Exercise aim: Lay out the lines below as a numbered list, and leave out any blank lines.

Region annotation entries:
=======

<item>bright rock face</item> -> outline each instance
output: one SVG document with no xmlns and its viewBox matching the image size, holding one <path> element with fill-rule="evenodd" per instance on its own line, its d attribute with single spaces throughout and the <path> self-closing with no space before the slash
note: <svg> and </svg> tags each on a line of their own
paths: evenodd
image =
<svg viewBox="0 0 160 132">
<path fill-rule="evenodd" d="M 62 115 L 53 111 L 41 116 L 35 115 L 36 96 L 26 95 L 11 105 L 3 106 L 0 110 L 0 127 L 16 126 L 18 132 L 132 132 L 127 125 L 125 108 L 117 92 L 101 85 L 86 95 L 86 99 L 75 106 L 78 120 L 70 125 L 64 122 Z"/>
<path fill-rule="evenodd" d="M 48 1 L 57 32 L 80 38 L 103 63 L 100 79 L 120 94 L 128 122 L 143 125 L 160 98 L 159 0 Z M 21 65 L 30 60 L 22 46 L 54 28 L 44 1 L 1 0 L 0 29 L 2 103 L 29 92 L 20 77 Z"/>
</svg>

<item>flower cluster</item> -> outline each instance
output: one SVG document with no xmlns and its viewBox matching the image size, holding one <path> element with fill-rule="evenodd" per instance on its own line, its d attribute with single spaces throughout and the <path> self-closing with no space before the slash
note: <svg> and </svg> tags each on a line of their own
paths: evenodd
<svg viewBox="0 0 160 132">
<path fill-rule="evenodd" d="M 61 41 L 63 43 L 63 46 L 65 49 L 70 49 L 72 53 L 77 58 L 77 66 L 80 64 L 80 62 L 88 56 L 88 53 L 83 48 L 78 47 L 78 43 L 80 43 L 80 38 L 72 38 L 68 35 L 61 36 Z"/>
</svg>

=======

Task result:
1. <item>bright rock face</item> -> outline each instance
2. output: one SVG document with no xmlns and its viewBox matching the image size, holding one <path> element with fill-rule="evenodd" per instance on its own line, its d attribute with single spaces throughout and the <path> self-closing with no space before the slash
3. note: <svg> and </svg> tags each on a line of their own
4. paths: evenodd
5. image =
6. <svg viewBox="0 0 160 132">
7. <path fill-rule="evenodd" d="M 62 115 L 53 111 L 41 116 L 35 115 L 36 96 L 26 95 L 11 105 L 3 106 L 0 110 L 0 127 L 16 126 L 18 132 L 132 132 L 127 125 L 125 108 L 117 92 L 101 85 L 86 95 L 86 99 L 75 106 L 78 120 L 70 125 L 64 122 Z"/>
8. <path fill-rule="evenodd" d="M 48 1 L 57 32 L 80 38 L 103 63 L 100 79 L 120 94 L 128 122 L 143 125 L 160 98 L 159 0 Z M 21 65 L 30 60 L 22 46 L 54 28 L 44 1 L 1 0 L 0 29 L 2 103 L 29 92 L 20 77 Z"/>
9. </svg>
10. <item>flower cluster</item> -> outline each instance
11. output: one SVG document with no xmlns and its viewBox matching the image size, holding one <path> element with fill-rule="evenodd" per instance on its own line, its d attribute with single spaces throughout and the <path> self-closing with no space before the slash
12. note: <svg> and </svg> tags each on a line of their own
13. paths: evenodd
14. <svg viewBox="0 0 160 132">
15. <path fill-rule="evenodd" d="M 61 41 L 63 43 L 63 46 L 65 49 L 70 49 L 72 53 L 77 58 L 77 66 L 80 64 L 80 62 L 88 56 L 88 53 L 83 48 L 78 47 L 78 43 L 80 43 L 80 38 L 72 38 L 68 35 L 61 36 Z"/>
16. </svg>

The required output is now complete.